--- TASKS ---
**A.** In the account of the Washington DC visit, why does the narrator conclude that the museum was so crowded?
**B.** Write a continuation of the account of the Washington DC visit, picking up after its final sentence.

--- GIVEN PASSAGE ---
▼

Oh my, is Washington DC crowded! The streets are never empty. Families, couples, and even single workers are always roaming around Washington streets. Traffic is also bad, and you have to wait for traffic lights way longer than you usual do. You might also hear a horn or two, which is something I’m not familiar ever since I came here. I feel as if I’ve learned much more of Washington through this visit than the times before, and that maybe due to usually being distracted reading magazines, or playing with my phone in the backseat.
We make a stop at a very famous museum in Washington, and I see benches with seated couples, and families, enjoying a meal from the smelly food trucks that are parked, and lined next to them, and in front of the back entrance of what’s supposed to be the museum. I suddenly get a feeling that I might be mistaken in following the directions to the museum, so after several turns around the building, it still seemed impossible to reach the front entrance of the ginormous museum. We finally decide to step out of the car, and give the hidden back door a try, and there was one indeed. After entering, I see that there are lines of people waiting to get through security, and once I’m through, I realize that there were no required fees, and that suddenly explains why the place was crowded in the first place (yuk!).

▲

--- DATASET ---
▼

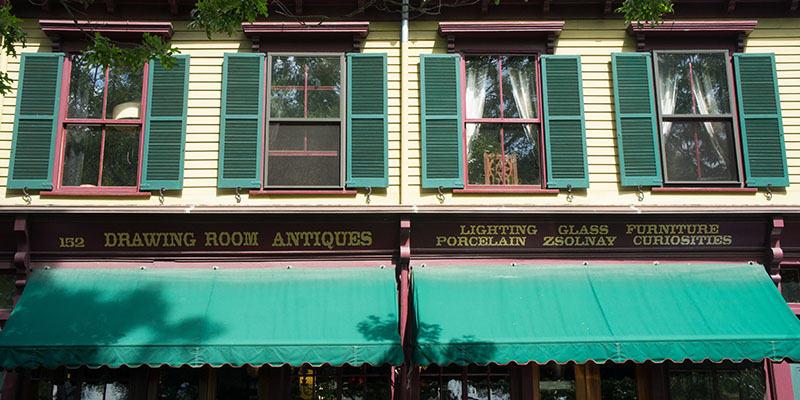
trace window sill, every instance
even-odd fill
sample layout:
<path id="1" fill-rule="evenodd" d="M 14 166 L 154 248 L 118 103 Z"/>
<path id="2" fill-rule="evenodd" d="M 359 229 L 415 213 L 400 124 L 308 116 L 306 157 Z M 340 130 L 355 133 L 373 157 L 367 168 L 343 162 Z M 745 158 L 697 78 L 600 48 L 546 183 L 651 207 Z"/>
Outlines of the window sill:
<path id="1" fill-rule="evenodd" d="M 313 195 L 318 195 L 318 194 L 321 194 L 321 195 L 328 195 L 328 196 L 341 196 L 341 195 L 350 196 L 350 195 L 358 194 L 358 191 L 357 190 L 339 190 L 339 189 L 330 189 L 330 190 L 313 190 L 313 189 L 311 189 L 311 190 L 303 190 L 303 189 L 300 189 L 300 190 L 296 190 L 296 189 L 279 190 L 279 189 L 266 189 L 266 190 L 251 190 L 249 193 L 253 194 L 253 195 L 259 195 L 259 194 L 271 194 L 271 195 L 275 195 L 275 194 L 278 194 L 278 195 L 280 195 L 280 194 L 285 194 L 285 195 L 297 195 L 297 194 L 312 195 L 313 194 Z"/>
<path id="2" fill-rule="evenodd" d="M 654 187 L 651 192 L 731 192 L 756 193 L 758 188 L 703 188 L 703 187 Z"/>
<path id="3" fill-rule="evenodd" d="M 471 186 L 464 189 L 453 189 L 453 193 L 508 193 L 508 194 L 517 194 L 517 193 L 527 193 L 527 194 L 558 194 L 558 189 L 542 189 L 539 186 L 519 186 L 519 187 L 509 187 L 509 186 Z"/>
<path id="4" fill-rule="evenodd" d="M 150 197 L 150 192 L 139 192 L 134 190 L 102 190 L 98 188 L 93 189 L 56 189 L 56 190 L 42 190 L 39 192 L 41 196 L 114 196 L 114 197 Z"/>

▲

--- LIST OF ANSWERS ---
**A.** After getting through security, the narrator realizes that the museum charged no required fees. That discovery explains why the place was crowded.

**B.**
There were different entrances after security, and I chose the glass one that had day light coming through it, and it turned out to be a learning field for kids, and teenagers. Even though I’m no longer a kid, nor a teenager, I knew it was the place to be. The hall was super bright, and had many equipment, microscopes, and drawers full of dead insects, and what’s left of dead animals which I didn’t appreciate at all. I went to the upper half-lever, the place that’s supposed to be for toddlers, to take a picture of the hall from above. There were books for kids, and stuffed animals, if I recall correctly. The drawers didn’t only have insects, and animals, but also plants, rocks, minerals, native americans’ accessories, human skulls that didn’t look like it belonged to actual humans at all, and more. Each glass box that contained the items had a coloured tag, if it’s green, you can go ahead, and take it out of the box, touch it, and even review it under the microscope, if it’s a yellow tag, you’ll need to reach out for assistant, and if it’s red, then you can’t open it at all. I didn’t bother to check the tags, because opening the drawers itself was a big task, since there way too many of them. When I was done, I entered one of the other main entrances, and there were three shops, a cafe, and a restaurant, but the place was rather dark, and crowded. I went upstairs, and didn’t enjoy it so much, so I left immediately.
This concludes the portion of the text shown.